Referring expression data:
'''
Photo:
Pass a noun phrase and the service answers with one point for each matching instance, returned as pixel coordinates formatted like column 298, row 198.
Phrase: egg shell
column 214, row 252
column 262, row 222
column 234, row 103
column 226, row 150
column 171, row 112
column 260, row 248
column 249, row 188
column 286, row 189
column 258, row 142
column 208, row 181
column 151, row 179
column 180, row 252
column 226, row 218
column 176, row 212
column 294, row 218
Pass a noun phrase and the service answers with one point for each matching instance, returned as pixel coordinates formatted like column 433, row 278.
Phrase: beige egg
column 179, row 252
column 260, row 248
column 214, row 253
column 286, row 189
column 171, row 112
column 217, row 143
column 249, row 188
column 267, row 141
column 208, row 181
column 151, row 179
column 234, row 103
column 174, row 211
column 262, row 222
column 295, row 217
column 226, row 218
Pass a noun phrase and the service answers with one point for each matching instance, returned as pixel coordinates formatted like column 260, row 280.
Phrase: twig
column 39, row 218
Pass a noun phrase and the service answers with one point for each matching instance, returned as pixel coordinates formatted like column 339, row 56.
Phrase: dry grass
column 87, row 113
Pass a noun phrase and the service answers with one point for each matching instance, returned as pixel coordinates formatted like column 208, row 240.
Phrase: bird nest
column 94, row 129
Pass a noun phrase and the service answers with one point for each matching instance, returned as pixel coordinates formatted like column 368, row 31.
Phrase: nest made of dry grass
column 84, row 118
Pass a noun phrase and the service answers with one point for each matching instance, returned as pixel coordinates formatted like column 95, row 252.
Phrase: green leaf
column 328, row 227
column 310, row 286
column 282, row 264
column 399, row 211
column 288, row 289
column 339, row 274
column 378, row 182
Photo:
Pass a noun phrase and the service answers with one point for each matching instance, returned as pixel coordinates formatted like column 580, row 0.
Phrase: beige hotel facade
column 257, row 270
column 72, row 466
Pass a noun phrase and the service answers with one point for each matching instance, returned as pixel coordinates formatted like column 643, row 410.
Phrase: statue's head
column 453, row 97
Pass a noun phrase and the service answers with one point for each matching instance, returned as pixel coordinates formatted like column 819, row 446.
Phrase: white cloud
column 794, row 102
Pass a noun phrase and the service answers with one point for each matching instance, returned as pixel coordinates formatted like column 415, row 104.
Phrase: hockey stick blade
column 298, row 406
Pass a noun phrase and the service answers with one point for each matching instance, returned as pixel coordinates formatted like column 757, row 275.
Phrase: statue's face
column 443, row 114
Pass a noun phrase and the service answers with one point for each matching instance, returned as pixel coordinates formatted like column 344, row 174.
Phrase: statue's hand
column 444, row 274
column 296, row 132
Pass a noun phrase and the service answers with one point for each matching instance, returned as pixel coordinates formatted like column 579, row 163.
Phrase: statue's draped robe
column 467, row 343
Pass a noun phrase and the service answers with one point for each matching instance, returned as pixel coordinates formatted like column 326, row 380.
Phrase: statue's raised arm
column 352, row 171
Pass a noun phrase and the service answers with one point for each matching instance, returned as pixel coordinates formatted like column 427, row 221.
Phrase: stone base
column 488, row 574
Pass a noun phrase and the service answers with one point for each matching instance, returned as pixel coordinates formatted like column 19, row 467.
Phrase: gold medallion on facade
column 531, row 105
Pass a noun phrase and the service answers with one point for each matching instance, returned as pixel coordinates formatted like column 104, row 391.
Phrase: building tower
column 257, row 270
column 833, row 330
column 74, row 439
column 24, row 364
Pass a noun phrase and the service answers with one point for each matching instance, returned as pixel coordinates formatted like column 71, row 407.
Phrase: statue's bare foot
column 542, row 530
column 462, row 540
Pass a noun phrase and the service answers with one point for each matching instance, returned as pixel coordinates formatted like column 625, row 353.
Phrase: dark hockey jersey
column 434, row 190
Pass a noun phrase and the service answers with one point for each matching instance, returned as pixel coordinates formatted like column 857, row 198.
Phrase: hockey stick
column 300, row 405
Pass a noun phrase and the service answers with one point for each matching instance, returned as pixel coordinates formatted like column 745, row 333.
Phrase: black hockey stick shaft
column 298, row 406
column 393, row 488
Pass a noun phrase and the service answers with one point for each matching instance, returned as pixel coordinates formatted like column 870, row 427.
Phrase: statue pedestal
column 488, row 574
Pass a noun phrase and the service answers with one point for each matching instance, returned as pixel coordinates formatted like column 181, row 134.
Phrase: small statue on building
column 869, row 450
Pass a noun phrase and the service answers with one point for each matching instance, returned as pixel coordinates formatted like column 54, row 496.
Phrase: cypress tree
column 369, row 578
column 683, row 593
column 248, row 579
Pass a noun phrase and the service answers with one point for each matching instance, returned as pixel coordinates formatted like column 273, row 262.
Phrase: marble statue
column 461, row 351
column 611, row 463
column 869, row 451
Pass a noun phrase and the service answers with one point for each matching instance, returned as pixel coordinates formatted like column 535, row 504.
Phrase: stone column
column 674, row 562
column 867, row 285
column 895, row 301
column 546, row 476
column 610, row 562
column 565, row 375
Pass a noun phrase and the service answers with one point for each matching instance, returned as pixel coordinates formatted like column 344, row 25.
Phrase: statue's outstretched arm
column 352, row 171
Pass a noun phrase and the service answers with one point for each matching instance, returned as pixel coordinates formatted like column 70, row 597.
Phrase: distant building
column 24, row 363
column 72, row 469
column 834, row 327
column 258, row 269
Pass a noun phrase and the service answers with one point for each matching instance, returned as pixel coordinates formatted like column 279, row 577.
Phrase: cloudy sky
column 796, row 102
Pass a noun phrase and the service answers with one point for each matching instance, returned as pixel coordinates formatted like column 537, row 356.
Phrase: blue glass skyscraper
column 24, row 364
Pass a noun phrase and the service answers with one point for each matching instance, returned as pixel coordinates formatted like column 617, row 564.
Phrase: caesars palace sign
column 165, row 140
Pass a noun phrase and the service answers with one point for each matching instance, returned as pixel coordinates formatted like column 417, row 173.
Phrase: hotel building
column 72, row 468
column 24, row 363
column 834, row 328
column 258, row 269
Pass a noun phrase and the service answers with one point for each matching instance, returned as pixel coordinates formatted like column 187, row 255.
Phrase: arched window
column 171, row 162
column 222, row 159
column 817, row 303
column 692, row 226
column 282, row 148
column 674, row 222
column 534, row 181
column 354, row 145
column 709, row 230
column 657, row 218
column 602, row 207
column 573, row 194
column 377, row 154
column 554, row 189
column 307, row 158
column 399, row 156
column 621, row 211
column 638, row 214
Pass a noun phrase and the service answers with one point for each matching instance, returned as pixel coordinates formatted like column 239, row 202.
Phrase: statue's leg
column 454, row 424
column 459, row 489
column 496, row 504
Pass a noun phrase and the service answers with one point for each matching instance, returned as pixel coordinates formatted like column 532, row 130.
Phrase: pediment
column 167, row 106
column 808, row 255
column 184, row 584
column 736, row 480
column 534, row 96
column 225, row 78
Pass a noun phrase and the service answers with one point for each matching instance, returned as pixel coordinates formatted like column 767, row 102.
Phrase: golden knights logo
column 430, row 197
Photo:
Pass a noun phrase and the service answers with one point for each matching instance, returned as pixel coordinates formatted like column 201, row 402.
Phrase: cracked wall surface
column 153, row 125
'''
> Required work
Take the lines above from the one containing "Phrase: beige egg" down to the one containing "95, row 252.", and transcribe them exactly, both ends included.

> Task result
Phrase: beige egg
column 179, row 252
column 260, row 248
column 214, row 253
column 286, row 189
column 171, row 112
column 217, row 143
column 249, row 188
column 267, row 141
column 208, row 181
column 151, row 179
column 234, row 103
column 174, row 211
column 262, row 222
column 295, row 217
column 226, row 218
Pass a noun phrase and the service answers with one point for each matching instance, returned as pixel coordinates formatted like column 260, row 280.
Phrase: twig
column 39, row 218
Pass a noun phrase and the service answers with one point for each matching instance, returned as pixel coordinates formatted like column 339, row 56.
Phrase: dry grass
column 87, row 113
Pass a noun phrase and the service answers with one point for each matching instance, returned as pixel coordinates formatted like column 208, row 240.
Phrase: bird nest
column 94, row 129
Pass a noun phrase and the service answers with one point for each matching instance, returned as pixel coordinates formatted like column 368, row 31.
Phrase: nest made of dry grass
column 84, row 118
Pass a noun phrase and the service answers with one point for each matching instance, returned as pixel coordinates formatted like column 95, row 252.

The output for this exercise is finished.